Top of DATASET CONTENT

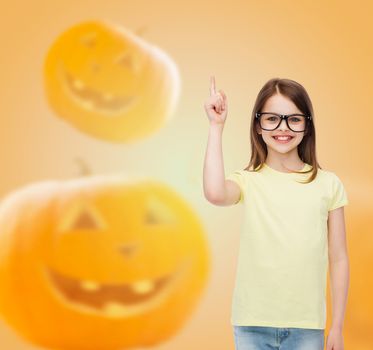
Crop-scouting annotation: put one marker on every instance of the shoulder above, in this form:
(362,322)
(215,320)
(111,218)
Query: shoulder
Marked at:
(329,176)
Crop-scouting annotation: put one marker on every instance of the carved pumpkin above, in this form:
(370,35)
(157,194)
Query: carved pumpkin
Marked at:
(99,262)
(110,83)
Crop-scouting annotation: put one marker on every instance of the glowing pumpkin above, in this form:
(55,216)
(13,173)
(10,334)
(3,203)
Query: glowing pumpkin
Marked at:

Bottom of DATASET CONTENT

WHAT IS NEEDED: Output every record verbatim, excluding any picture it contains.

FINISHED TASK:
Crop-scouting annotation: put one marker on every instance of the shoulder above, in this form:
(362,322)
(215,320)
(111,218)
Query: shoulder
Marked at:
(329,176)
Crop-scouting annotation: put one marker on every instance of the carved pumpkin above, in this form:
(370,35)
(157,194)
Query: carved pumpkin
Marked at:
(99,262)
(110,83)
Crop-scouting annotation: put one marker on every instance of the glowing pumpkin above, in this form:
(55,216)
(13,173)
(10,334)
(3,203)
Query: glowing pumpkin
Marked at:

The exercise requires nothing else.